● The task
Print every record exactly, with nothing added or left out.

● Data supplied

•••••

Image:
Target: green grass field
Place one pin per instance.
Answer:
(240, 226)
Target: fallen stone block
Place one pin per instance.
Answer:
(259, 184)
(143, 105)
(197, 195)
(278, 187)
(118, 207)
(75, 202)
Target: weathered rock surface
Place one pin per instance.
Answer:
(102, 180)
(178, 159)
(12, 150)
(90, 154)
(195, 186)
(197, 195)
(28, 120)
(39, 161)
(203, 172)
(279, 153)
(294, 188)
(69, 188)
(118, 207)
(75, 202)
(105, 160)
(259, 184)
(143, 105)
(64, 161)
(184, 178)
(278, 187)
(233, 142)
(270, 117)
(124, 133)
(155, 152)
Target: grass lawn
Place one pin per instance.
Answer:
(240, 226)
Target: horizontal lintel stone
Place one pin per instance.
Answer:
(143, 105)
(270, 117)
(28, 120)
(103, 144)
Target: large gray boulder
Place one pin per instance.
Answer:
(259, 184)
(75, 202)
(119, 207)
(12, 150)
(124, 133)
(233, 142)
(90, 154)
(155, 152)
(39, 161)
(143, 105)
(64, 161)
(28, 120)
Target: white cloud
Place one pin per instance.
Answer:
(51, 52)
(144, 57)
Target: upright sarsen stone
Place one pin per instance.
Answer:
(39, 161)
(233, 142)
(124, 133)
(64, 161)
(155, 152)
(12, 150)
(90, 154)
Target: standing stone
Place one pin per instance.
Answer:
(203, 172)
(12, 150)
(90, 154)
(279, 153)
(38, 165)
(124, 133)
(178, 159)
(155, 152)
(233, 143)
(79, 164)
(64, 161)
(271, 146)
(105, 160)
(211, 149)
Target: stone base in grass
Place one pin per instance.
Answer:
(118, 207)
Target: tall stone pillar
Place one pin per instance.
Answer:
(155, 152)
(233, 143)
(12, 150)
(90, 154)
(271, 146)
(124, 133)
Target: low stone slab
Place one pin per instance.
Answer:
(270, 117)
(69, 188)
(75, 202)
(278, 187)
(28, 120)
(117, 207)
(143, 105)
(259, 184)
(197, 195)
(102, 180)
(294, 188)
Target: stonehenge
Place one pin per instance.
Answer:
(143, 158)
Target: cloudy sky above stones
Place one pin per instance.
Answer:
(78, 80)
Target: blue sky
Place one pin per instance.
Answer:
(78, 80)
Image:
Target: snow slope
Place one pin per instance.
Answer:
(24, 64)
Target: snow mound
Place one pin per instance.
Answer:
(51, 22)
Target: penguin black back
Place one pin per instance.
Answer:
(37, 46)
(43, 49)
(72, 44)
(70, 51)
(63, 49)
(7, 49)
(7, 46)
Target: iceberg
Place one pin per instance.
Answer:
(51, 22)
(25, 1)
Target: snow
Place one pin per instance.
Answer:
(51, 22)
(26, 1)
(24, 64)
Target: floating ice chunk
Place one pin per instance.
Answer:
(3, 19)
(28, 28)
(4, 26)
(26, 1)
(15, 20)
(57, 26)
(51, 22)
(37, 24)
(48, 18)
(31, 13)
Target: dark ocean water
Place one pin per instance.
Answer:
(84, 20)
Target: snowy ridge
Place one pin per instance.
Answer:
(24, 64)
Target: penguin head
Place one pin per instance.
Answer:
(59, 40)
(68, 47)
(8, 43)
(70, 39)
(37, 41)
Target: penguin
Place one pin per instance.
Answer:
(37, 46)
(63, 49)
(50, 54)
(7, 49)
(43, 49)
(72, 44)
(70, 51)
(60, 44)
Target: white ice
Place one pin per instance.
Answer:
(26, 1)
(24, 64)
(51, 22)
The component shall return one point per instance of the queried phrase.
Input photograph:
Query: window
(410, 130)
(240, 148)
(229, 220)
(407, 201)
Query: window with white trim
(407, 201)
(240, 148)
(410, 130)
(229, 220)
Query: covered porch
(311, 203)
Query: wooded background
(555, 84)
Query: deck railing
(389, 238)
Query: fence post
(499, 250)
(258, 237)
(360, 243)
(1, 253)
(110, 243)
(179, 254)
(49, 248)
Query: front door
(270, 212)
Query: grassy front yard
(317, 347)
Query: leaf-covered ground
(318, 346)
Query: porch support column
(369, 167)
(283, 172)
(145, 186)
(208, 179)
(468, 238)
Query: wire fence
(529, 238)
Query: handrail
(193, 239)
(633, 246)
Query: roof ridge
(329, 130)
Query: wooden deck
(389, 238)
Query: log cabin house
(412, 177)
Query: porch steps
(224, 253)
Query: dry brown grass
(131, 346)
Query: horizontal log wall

•••••

● Written solution
Image:
Target: green grass field
Place one pin per instance.
Answer:
(240, 226)
Target: fallen stone block
Place one pin per instance.
Answer:
(259, 184)
(143, 105)
(197, 195)
(278, 187)
(118, 207)
(75, 202)
Target: weathered rock surface
Place one pin per instance.
Answer:
(102, 180)
(178, 159)
(12, 150)
(90, 154)
(195, 186)
(197, 195)
(28, 120)
(39, 161)
(203, 172)
(279, 153)
(294, 188)
(69, 188)
(118, 207)
(75, 202)
(105, 160)
(259, 184)
(143, 105)
(64, 161)
(184, 178)
(278, 187)
(233, 142)
(270, 117)
(124, 133)
(155, 152)
Target: grass lawn
Place one pin per instance.
Answer:
(240, 226)
Target: horizontal lintel stone
Place one pin per instance.
Answer:
(143, 105)
(270, 117)
(28, 120)
(103, 144)
Target: large gray boulder
Place one pin per instance.
Answer:
(259, 184)
(75, 202)
(119, 207)
(12, 150)
(124, 133)
(233, 142)
(90, 154)
(155, 152)
(39, 161)
(143, 105)
(64, 161)
(28, 120)
Target: white cloud
Place one pin per instance.
Answer:
(51, 52)
(144, 57)
Target: upright sarsen stone
Place one pin per instance.
Answer:
(39, 161)
(233, 142)
(124, 133)
(64, 161)
(155, 152)
(12, 150)
(90, 154)
Target: standing stone
Place one pin per instance.
Answer:
(203, 172)
(12, 150)
(90, 154)
(279, 153)
(38, 165)
(124, 133)
(178, 159)
(155, 152)
(233, 143)
(79, 164)
(64, 161)
(271, 146)
(105, 160)
(211, 149)
Target: stone base in grass
Place one pin per instance.
Answer:
(118, 207)
Target: tall stone pillar
Place one pin per instance.
Answer:
(155, 152)
(233, 143)
(12, 150)
(90, 154)
(271, 146)
(124, 133)
Target: low stone slab
Place one pin per instance.
Answer:
(270, 117)
(69, 188)
(75, 202)
(278, 187)
(28, 120)
(117, 207)
(143, 105)
(259, 184)
(197, 195)
(102, 180)
(294, 188)
Target: stonehenge
Place one pin per instance.
Answer:
(143, 158)
Target: cloudy sky above stones
Place one pin per instance.
Answer:
(78, 80)
Target: blue sky
Place one pin per instance.
Answer:
(78, 80)
Image:
Target: snow slope
Place one pin per instance.
Answer:
(24, 64)
Target: snow mound
Place one pin per instance.
Answer:
(51, 22)
Target: penguin black back
Place one pin per instance.
Answer:
(37, 46)
(43, 49)
(72, 44)
(70, 51)
(63, 49)
(7, 49)
(7, 46)
Target: iceberg
Place one pin per instance.
Answer:
(51, 22)
(25, 1)
Target: snow
Place one pin per instance.
Answer:
(51, 22)
(26, 1)
(24, 64)
Target: floating ice chunk
Place one pin per instance.
Answer:
(3, 19)
(28, 28)
(4, 26)
(26, 1)
(15, 20)
(57, 26)
(51, 22)
(37, 24)
(48, 18)
(31, 13)
Target: dark ocean water
Place one pin per instance.
Answer:
(84, 20)
Target: snowy ridge
Place one pin per instance.
Answer:
(24, 64)
Target: penguin head
Place one pin per instance.
Answer:
(59, 40)
(68, 47)
(8, 43)
(70, 39)
(37, 41)
Target: penguin
Place one pin per instance.
Answer:
(37, 46)
(63, 49)
(50, 54)
(7, 49)
(43, 49)
(72, 44)
(70, 51)
(60, 44)
Target: white ice
Place one pin per instance.
Answer:
(26, 1)
(24, 64)
(51, 22)
The component shall return one point per instance of the queried phrase.
Input photograph:
Query: window
(410, 130)
(240, 148)
(229, 220)
(407, 201)
Query: window with white trim
(407, 201)
(240, 148)
(410, 130)
(229, 220)
Query: covered porch
(311, 203)
Query: wooded background
(555, 84)
Query: deck railing
(389, 238)
Query: fence post
(499, 250)
(258, 237)
(360, 243)
(1, 253)
(110, 243)
(179, 254)
(49, 248)
Query: front door
(270, 212)
Query: grassy front yard
(317, 347)
Query: leaf-covered ground
(318, 346)
Query: porch support column
(369, 167)
(283, 172)
(145, 186)
(208, 179)
(468, 238)
Query: wire fence
(529, 238)
Query: handrail
(193, 239)
(633, 246)
Query: roof ridge
(329, 130)
Query: wooden deck
(389, 238)
Query: log cabin house
(412, 177)
Query: porch steps
(224, 253)
Query: dry brown grass
(131, 346)
Query: horizontal log wall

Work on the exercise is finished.